(Point-based annotation data)

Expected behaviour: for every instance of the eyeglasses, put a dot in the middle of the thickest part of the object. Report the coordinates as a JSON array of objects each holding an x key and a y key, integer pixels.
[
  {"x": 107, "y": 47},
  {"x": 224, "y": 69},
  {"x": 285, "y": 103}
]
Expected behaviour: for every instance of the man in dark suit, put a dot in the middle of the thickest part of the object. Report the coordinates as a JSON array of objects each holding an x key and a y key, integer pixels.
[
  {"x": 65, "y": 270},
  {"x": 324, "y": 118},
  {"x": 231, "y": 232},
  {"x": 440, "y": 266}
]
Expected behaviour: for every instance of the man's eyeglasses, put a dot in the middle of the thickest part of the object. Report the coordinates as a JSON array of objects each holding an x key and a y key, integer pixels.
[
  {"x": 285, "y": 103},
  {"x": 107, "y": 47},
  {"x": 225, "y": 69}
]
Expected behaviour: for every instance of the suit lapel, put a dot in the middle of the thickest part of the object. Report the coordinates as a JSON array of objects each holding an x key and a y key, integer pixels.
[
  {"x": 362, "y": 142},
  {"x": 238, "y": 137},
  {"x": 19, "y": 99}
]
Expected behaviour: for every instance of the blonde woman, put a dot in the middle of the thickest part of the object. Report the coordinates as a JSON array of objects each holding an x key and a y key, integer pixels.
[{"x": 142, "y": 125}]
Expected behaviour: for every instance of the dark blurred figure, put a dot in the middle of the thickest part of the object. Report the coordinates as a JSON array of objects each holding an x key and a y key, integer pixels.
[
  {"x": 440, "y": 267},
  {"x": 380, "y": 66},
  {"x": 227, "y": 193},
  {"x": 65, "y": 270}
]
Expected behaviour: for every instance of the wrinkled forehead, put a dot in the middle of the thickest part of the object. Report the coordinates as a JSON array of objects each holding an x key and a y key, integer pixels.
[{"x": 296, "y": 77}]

## REQUIRED TASK:
Each entry above is to be set down again in exactly the same words.

## FINISHED ANSWER:
Expected behaviour: for every instance of the eyeglasses, put a dot in the middle of the thickest part of the object. Report the coordinates as a JSON array of objects each holding an x key and a y key, integer pixels.
[
  {"x": 107, "y": 47},
  {"x": 224, "y": 69},
  {"x": 285, "y": 103}
]
Expected behaviour: for every instance of the man in dark suit, put a dot in the middle of the thickest part of the object. Report the coordinates as a JSON array of objects each holding an x key and a y key, integer pixels.
[
  {"x": 65, "y": 270},
  {"x": 324, "y": 118},
  {"x": 231, "y": 232},
  {"x": 440, "y": 266}
]
Expected behaviour: for every instance of the man's eyeglasses, put a dot in the middle of the thickest part of the object. Report the coordinates as a JSON array of objects each holding an x key and a y key, integer pixels.
[
  {"x": 285, "y": 103},
  {"x": 107, "y": 47},
  {"x": 225, "y": 69}
]
Expected behaviour: for every instance of the suit lapel, put a dot in the middle of the thickest part of the object. Report the coordinates as a JSON array of objects each holding an x key and a y key, integer pixels.
[
  {"x": 362, "y": 142},
  {"x": 238, "y": 137},
  {"x": 19, "y": 99}
]
Expected behaviour: for every instance of the blonde woman, put a dot in the middle of the thickest part of the object. Report the coordinates as a JSON array of objects each holding an x key and a y key, integer pixels.
[{"x": 142, "y": 125}]
Expected behaviour: for every instance of the dark blurred figure, put a dot in the middle of the thickest part of the object. Report the coordinates as a JSON array of objects each holding an x key and a y key, integer pixels.
[
  {"x": 440, "y": 267},
  {"x": 380, "y": 66},
  {"x": 227, "y": 193},
  {"x": 65, "y": 270}
]
Expected behaviour: for every instance of the wrinkled forehead, put a dot in the middle of the thickest part of the object. Report the coordinates as a JSON array of objects each holding an x key and a y key, integer pixels.
[{"x": 296, "y": 77}]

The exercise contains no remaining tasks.